:: TEKS SUMBER ::

>>>>>

Perkelahian, atau yang sering
disebut tawuran, sering terjadi di antara pelajar. Bahkan bukan “hanya” antar
pelajar SMU, tapi juga sudah melanda sampai ke kampus-kampus. Ada yang
mengatakan bahwa berkelahi adalah hal yang wajar pada remaja.
Di
kota-kota besar seperti Jakarta, Surabaya, dan Medan, tawuran ini sering
terjadi. Data di Jakarta misalnya (Bimmas Polri Metro Jaya), tahun 1992
tercatat 157 kasus perkelahian pelajar. Tahun 1994 meningkat menjadi 183 kasus
dengan menewaskan 10 pelajar, tahun 1995 terdapat 194 kasus dengan korban
meninggal 13 pelajar dan 2 anggota masyarakat lain. Tahun 1998 ada 230 kasus
yang menewaskan 15 pelajar serta 2 anggota Polri, dan tahun berikutnya korban
meningkat dengan 37 korban tewas. Terlihat dari tahun ke tahun jumlah
perkelahian dan korban cenderung meningkat. Bahkan sering tercatat dalam satu
hari terdapat sampai tiga perkelahian di tiga tempat sekaligus.

<<<<<

:: DATA TERCATAT ::
>>>>>

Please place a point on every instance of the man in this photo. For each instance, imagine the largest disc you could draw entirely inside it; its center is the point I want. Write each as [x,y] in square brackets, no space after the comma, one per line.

<<<<<

:: SOAL LATIHAN A ::
Jawab pertanyaan berikut berdasarkan teks tentang tawuran pelajar.
(i) Di kota-kota besar mana saja tawuran disebut sering terjadi?
(ii) Berapa kasus perkelahian pelajar yang tercatat di Jakarta pada tahun 1992?
(iii) Berapa pelajar yang tewas pada tahun 1998?
:: SOAL LATIHAN B ::
Kutip persis bagian teks tentang tawuran pelajar di antara "Perkelahian, atau yang" dan "wajar pada remaja.", termasuk kedua bagian itu.

:: HASIL A ::
(i) Jakarta, Surabaya, dan Medan.
(ii) 157 kasus.
(iii) 15 pelajar.

:: HASIL B ::
Perkelahian, atau yang sering
disebut tawuran, sering terjadi di antara pelajar. Bahkan bukan “hanya” antar
pelajar SMU, tapi juga sudah melanda sampai ke kampus-kampus. Ada yang
mengatakan bahwa berkelahi adalah hal yang wajar pada remaja.